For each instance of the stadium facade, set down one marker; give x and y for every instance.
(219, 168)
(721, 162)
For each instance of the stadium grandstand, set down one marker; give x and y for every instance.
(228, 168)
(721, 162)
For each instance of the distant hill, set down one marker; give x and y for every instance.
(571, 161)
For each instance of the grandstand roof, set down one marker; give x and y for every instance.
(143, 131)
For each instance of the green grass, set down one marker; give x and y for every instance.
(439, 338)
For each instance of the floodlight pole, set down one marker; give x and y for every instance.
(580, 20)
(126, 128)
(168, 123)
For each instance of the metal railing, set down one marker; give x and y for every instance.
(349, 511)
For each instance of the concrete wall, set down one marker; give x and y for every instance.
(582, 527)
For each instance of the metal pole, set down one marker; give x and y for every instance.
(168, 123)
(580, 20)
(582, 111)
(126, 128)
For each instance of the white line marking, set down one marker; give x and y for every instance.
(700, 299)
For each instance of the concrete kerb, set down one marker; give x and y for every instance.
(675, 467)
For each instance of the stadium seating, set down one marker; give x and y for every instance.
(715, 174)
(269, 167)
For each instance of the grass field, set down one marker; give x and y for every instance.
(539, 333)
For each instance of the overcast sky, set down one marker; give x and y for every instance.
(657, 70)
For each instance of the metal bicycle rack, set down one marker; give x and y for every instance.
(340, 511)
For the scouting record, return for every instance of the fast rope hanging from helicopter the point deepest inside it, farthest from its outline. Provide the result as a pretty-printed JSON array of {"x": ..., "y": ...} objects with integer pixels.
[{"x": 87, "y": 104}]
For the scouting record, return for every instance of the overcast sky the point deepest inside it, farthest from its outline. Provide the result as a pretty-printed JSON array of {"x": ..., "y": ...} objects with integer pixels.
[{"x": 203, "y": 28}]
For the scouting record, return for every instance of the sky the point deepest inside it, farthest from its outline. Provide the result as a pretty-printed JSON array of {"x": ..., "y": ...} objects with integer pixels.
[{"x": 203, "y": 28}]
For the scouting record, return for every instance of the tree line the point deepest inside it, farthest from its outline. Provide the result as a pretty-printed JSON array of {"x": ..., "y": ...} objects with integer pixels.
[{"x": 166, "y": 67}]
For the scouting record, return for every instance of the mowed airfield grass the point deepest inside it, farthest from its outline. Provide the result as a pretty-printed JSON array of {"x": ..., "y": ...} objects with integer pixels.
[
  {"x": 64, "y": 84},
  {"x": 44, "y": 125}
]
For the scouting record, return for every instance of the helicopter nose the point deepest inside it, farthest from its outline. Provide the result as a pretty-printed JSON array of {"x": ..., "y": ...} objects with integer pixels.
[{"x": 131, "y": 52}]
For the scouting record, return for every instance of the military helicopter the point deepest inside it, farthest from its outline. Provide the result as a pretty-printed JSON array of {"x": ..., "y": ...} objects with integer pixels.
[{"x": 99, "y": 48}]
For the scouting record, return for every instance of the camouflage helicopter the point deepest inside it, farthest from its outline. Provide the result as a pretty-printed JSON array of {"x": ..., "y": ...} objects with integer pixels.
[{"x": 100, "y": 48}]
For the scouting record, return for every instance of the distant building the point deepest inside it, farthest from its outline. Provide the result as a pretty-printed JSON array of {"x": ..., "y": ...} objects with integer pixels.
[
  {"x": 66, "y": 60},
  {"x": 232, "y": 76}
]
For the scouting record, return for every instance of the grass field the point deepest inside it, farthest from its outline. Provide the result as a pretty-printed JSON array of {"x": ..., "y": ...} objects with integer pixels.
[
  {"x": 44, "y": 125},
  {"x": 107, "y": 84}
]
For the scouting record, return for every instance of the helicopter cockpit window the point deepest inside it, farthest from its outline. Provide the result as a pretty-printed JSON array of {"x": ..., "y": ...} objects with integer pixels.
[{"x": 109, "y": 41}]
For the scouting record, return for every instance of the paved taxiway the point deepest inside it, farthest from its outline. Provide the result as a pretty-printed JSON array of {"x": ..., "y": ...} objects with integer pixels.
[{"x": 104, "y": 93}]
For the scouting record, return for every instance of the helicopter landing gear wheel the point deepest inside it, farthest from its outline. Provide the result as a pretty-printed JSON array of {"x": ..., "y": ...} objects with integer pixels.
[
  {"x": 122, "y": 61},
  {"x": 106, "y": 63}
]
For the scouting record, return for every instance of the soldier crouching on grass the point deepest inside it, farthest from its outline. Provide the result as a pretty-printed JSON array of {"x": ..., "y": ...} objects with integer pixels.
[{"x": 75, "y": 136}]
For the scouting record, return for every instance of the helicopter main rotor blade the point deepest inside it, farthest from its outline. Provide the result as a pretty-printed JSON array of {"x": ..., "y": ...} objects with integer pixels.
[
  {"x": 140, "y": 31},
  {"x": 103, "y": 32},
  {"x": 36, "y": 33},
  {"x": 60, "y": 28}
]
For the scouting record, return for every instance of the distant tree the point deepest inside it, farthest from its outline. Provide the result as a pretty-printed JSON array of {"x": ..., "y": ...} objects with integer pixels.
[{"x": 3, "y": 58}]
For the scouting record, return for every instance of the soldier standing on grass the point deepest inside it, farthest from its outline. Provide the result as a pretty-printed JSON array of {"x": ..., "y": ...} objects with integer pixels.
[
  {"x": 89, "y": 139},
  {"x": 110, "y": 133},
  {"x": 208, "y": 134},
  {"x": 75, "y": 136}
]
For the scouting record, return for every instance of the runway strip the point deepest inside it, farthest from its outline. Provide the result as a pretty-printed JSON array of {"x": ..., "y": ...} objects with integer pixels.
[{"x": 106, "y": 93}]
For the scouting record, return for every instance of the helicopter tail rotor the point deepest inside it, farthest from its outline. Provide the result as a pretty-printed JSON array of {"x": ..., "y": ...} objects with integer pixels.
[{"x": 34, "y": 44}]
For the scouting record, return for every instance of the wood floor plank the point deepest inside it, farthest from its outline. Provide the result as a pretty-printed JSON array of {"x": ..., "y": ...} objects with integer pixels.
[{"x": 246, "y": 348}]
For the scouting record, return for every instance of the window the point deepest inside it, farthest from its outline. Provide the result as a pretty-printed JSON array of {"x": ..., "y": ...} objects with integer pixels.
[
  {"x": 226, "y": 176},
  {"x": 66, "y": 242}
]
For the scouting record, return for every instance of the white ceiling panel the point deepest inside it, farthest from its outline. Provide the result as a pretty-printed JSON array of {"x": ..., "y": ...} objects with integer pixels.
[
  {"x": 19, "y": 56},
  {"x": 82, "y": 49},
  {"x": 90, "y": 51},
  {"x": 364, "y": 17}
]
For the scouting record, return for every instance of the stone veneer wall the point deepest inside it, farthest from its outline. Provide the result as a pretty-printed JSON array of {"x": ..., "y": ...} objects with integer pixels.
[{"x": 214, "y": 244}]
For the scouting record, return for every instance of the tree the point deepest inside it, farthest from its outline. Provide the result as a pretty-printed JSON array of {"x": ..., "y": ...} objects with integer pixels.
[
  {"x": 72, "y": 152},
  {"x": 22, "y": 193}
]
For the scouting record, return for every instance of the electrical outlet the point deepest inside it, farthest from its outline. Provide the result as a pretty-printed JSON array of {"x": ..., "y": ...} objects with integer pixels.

───

YOUR TASK →
Without leaving out a single line, retype the material above exactly.

RESPONSE BELOW →
For each instance of the stadium facade, set down one marker; give x and y for every instance.
(219, 168)
(721, 162)
For each instance of the stadium grandstand, set down one marker; give x and y for every instance.
(228, 168)
(721, 162)
For each instance of the distant hill, set down one marker; give x and y for every instance.
(571, 161)
For each instance of the grandstand roof, set down one marker; give x and y for every instance.
(143, 131)
For each instance of the green grass, set down one marker; give x and y for every instance.
(439, 338)
For each instance of the floodlight pole, set down one marker; give x and y for every instance.
(580, 20)
(126, 128)
(168, 123)
For each instance of the metal railing, set down one marker; give x and y for every instance.
(349, 511)
For each instance of the concrete wall, set down one marker; give x and y for every instance.
(582, 527)
For each instance of the metal pole, set down one marker; give x and y for every instance.
(168, 123)
(580, 20)
(582, 111)
(126, 128)
For each instance of the white line marking, set down one marker; give x and y for every instance.
(700, 299)
For each instance of the concrete kerb, set down one marker; give x and y for every instance.
(675, 467)
For each instance of the stadium seating, set down one marker; give x and y for every instance.
(715, 174)
(269, 167)
For each instance of the grass field, set down one marker; give x and y for every instance.
(539, 333)
For each instance of the overcast sky, set down one marker; give x and y for every instance.
(657, 70)
For each instance of the metal bicycle rack, set down one marker; give x and y for every instance.
(340, 511)
For the scouting record, return for every instance of the fast rope hanging from helicopter the point deepest inside it, farthest from its outline. Provide the result as a pretty-printed JSON array of {"x": ..., "y": ...} objects with integer pixels.
[{"x": 87, "y": 104}]
For the scouting record, return for every instance of the overcast sky the point deepest inside it, farthest from its outline. Provide the result as a pretty-printed JSON array of {"x": ..., "y": ...} objects with integer pixels.
[{"x": 203, "y": 28}]
For the scouting record, return for every instance of the sky the point deepest inside it, farthest from its outline. Provide the result as a pretty-printed JSON array of {"x": ..., "y": ...} objects with integer pixels.
[{"x": 203, "y": 28}]
For the scouting record, return for every instance of the tree line the point deepest inside it, farthest from its outline. Provide the result as a pretty-printed JSON array of {"x": ..., "y": ...} objects with integer pixels.
[{"x": 166, "y": 67}]
For the scouting record, return for every instance of the mowed airfield grass the point deepest inside it, farthest from its outline. Provide the result as a pretty-printed JSON array of {"x": ..., "y": ...} objects with integer pixels.
[
  {"x": 64, "y": 84},
  {"x": 44, "y": 125}
]
For the scouting record, return for every instance of the helicopter nose the point deepest inside it, farthest from its outline. Provide the result as a pretty-printed JSON array of {"x": ..., "y": ...} objects with integer pixels.
[{"x": 131, "y": 52}]
For the scouting record, return for every instance of the military helicopter the point deepest inside it, farthest from its outline. Provide the result as a pretty-printed JSON array of {"x": ..., "y": ...} objects with integer pixels.
[{"x": 99, "y": 48}]
For the scouting record, return for every instance of the camouflage helicopter the point deepest inside it, farthest from its outline. Provide the result as a pretty-printed JSON array of {"x": ..., "y": ...} objects with integer pixels.
[{"x": 100, "y": 48}]
For the scouting record, return for every instance of the distant building the point deepest inside it, farthest from its outline. Provide the result as a pretty-printed JSON array of {"x": ..., "y": ...} objects with integer pixels.
[
  {"x": 66, "y": 60},
  {"x": 232, "y": 76}
]
For the scouting record, return for every instance of the grass field the point deepest inside it, farthest from its outline. Provide the result as a pretty-printed JSON array of {"x": ..., "y": ...} objects with integer pixels.
[
  {"x": 44, "y": 125},
  {"x": 107, "y": 84}
]
For the scouting record, return for every instance of the helicopter cockpit window the point deepest inside it, farthest from its outline. Provide the result as a pretty-printed JSON array of {"x": ..., "y": ...} objects with integer pixels.
[{"x": 109, "y": 41}]
For the scouting record, return for every instance of the paved taxiway the point deepest inside it, farthest from its outline. Provide the result as a pretty-printed JSON array of {"x": ..., "y": ...} objects with integer pixels.
[{"x": 104, "y": 93}]
For the scouting record, return for every instance of the helicopter landing gear wheel the point deepest inside it, farthest from its outline. Provide the result as a pretty-printed JSON array of {"x": ..., "y": ...} objects with integer pixels.
[
  {"x": 122, "y": 61},
  {"x": 106, "y": 63}
]
For the scouting record, return for every instance of the soldier crouching on grass the point deepest inside it, farthest from its outline. Provide the result as a pretty-printed JSON array of {"x": ..., "y": ...} objects with integer pixels.
[{"x": 75, "y": 136}]
For the scouting record, return for every instance of the helicopter main rotor blade the point deepest inside it, farthest from its outline. Provide the result as a pretty-printed JSON array of {"x": ..., "y": ...} objects with integer pixels.
[
  {"x": 140, "y": 31},
  {"x": 103, "y": 32},
  {"x": 36, "y": 33},
  {"x": 60, "y": 28}
]
For the scouting record, return for every instance of the distant tree the point deepest inside it, farthest from its outline. Provide the result as a pretty-printed JSON array of {"x": ..., "y": ...} objects with integer pixels.
[{"x": 3, "y": 58}]
For the scouting record, return for every instance of the soldier standing on grass the point deepest inside it, farthest from its outline. Provide the result as a pretty-printed JSON array of {"x": ..., "y": ...} objects with integer pixels.
[
  {"x": 89, "y": 139},
  {"x": 110, "y": 133},
  {"x": 208, "y": 134},
  {"x": 75, "y": 136}
]
For the scouting record, return for every instance of the runway strip the point deepest inside it, farthest from its outline. Provide the result as a pretty-printed JSON array of {"x": ..., "y": ...} objects with integer pixels.
[{"x": 106, "y": 93}]
For the scouting record, return for every instance of the helicopter tail rotor the point deepest inside it, farthest from its outline. Provide the result as a pretty-printed JSON array of {"x": ..., "y": ...} objects with integer pixels.
[{"x": 34, "y": 44}]
For the scouting record, return for every instance of the wood floor plank the point deepest inside it, farthest from its outline. Provide the result as a pretty-printed JSON array of {"x": ..., "y": ...} objects with integer pixels.
[{"x": 246, "y": 348}]
For the scouting record, return for every instance of the window the point deepest inside it, farthest from its outline. Provide the result as a pretty-printed JSON array of {"x": ..., "y": ...} objects with integer pixels.
[
  {"x": 226, "y": 176},
  {"x": 66, "y": 242}
]
For the scouting record, return for every instance of the white ceiling panel the point deepest inside it, farthest from its outline. Provide the result as a pretty-printed JSON array of {"x": ..., "y": ...} objects with integer pixels.
[
  {"x": 19, "y": 56},
  {"x": 82, "y": 49},
  {"x": 90, "y": 51},
  {"x": 364, "y": 17}
]
For the scouting record, return for every instance of the stone veneer wall the point deepest inside it, farthest from its outline. Provide the result as a pretty-printed JSON array of {"x": ..., "y": ...} objects with integer pixels.
[{"x": 214, "y": 244}]
For the scouting record, return for every instance of the tree the point deepest inside it, farthest from its outline. Provide the result as a pretty-printed JSON array of {"x": ..., "y": ...} objects with integer pixels.
[
  {"x": 72, "y": 152},
  {"x": 22, "y": 193}
]
For the scouting record, return for every instance of the electrical outlet the point deepest inside it, farthest from its outline. Provide the result as a pretty-printed JSON array of {"x": ..., "y": ...} objects with integer pixels.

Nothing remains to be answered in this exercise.